Natural-language object grounding data:
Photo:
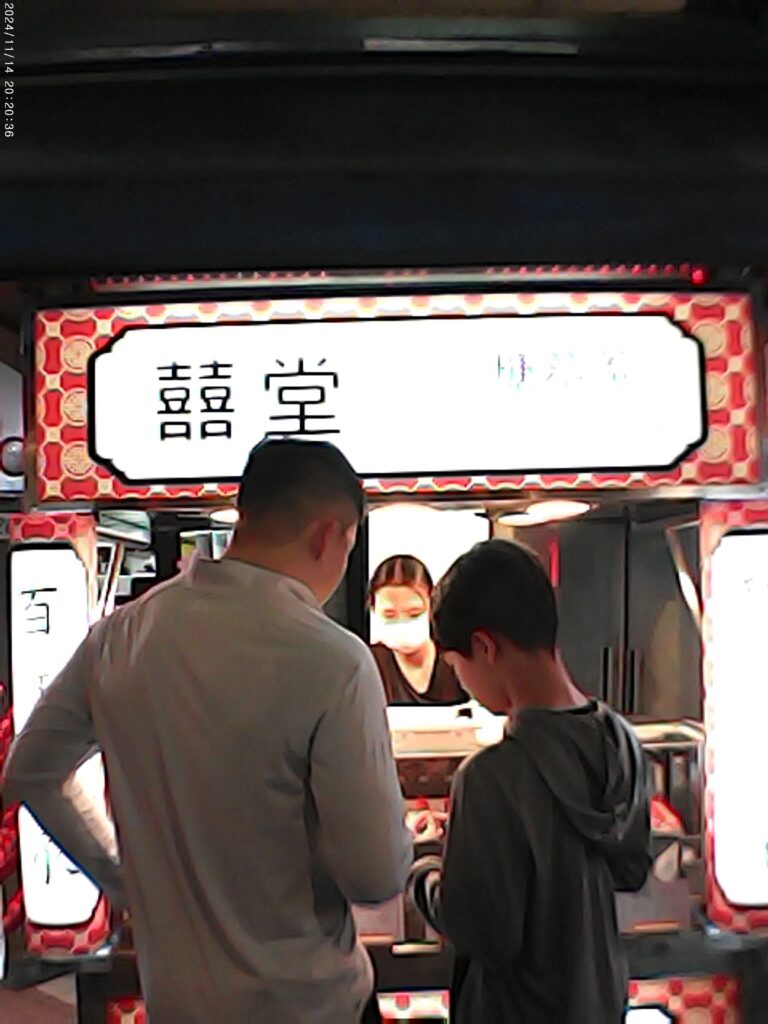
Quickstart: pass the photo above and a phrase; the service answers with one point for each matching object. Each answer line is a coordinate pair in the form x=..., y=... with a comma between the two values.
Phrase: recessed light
x=228, y=516
x=543, y=512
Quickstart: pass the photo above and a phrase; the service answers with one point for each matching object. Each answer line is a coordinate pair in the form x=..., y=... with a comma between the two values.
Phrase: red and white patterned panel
x=717, y=519
x=65, y=339
x=693, y=1000
x=79, y=530
x=126, y=1012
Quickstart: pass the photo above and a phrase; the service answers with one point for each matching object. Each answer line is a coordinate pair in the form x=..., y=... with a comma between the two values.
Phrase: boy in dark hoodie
x=546, y=825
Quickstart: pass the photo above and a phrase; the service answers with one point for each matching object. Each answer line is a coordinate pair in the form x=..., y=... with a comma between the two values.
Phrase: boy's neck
x=548, y=685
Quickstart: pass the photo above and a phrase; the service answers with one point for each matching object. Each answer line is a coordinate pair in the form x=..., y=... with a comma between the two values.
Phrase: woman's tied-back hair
x=400, y=570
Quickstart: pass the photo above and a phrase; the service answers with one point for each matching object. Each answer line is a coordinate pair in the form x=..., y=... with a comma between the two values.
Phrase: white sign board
x=49, y=619
x=400, y=397
x=11, y=422
x=738, y=615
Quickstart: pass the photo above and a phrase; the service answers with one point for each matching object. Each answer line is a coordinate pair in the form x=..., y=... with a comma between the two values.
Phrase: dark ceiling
x=173, y=136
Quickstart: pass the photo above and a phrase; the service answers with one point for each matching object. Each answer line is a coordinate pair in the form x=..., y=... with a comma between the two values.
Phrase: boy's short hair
x=500, y=587
x=289, y=482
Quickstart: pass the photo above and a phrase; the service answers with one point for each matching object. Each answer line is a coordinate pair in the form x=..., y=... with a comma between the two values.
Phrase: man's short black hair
x=287, y=482
x=500, y=587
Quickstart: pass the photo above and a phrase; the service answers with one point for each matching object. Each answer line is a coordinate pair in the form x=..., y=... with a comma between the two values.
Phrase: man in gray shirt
x=249, y=761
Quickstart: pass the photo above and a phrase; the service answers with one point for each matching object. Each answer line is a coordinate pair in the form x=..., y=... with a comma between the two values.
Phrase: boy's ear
x=484, y=647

**What to work on**
Please repeat all of the data exactly as it stands, leaving the pictures out.

**Your solution**
Photo:
Quickstart: pass the photo above and a phrase; the service answers with one point for each matching object. Each answer line is a coordinate pair in the form x=..., y=... with a comma between the two values.
Phrase: recessed light
x=228, y=516
x=543, y=512
Quickstart: pass the photo above and a phrase; the service answers with one point for each matching object. Each answer line is a coordinate pair in the form x=..., y=... with a comma between the two values.
Phrase: red and white patterned panel
x=717, y=519
x=65, y=339
x=693, y=1000
x=79, y=530
x=126, y=1012
Quickstart: pass the photo above and a phrase; the service answers with one point for each matching object. Each answer line is a coordinate pair in the form x=..., y=... with a comma between the two values.
Phrase: boy in dark hoodie
x=546, y=825
Quickstart: pass the photo above and a phrase; the service answers with one point for each matching object. Each answer line is a coordinate pair in the form x=..., y=... with a comma between the two values.
Phrase: boy's neck
x=548, y=685
Quickstart: pass the photo above and a phrase; the service answers with one point for each matching object. Each answer line is a coordinate pair in the form x=..., y=... with a comma between the two values.
Phrase: woman's tied-back hair
x=400, y=570
Quickstart: pass the photo above and a phrase; the service answers with one point for each matching object. Each answer line is a coordinate pair in the form x=..., y=... with a comma between the two values.
Phrase: white sign board
x=49, y=619
x=400, y=397
x=11, y=422
x=738, y=615
Quickstart: pass the photo above and a phrase; the service answers with one point for each matching object. Each answer line is a coordinate pair in the form x=..., y=... with a comma between the two values.
Phrase: dark ceiling
x=173, y=136
Quickstart: pass the photo above and a phrase; the service answers with one point for each matching object. Each answer line is a coordinate pair in the form x=..., y=... with a comma between the two values.
Phrase: boy's short hair
x=500, y=587
x=289, y=482
Quickstart: pass the photo above and a phrase; the service answers with one point for each matching object. Each answer line is a coordinate pair in the form x=..., y=... with a comma between the two values.
Phrase: man's short black hair
x=287, y=482
x=500, y=587
Quickstart: pass the photo above and a phrase; the service answers with one point for each matching object. Each answer line is a coordinate pair in the form x=..., y=... with a comma between the two values.
Phrase: man in gray shirt
x=249, y=761
Quickstart: pass the photo above and a phrase; the service answers with one point for each matching object. Each answer line is a coordinate pair in the form x=..., y=... with a comma between the two values.
Phrase: boy's ear
x=484, y=647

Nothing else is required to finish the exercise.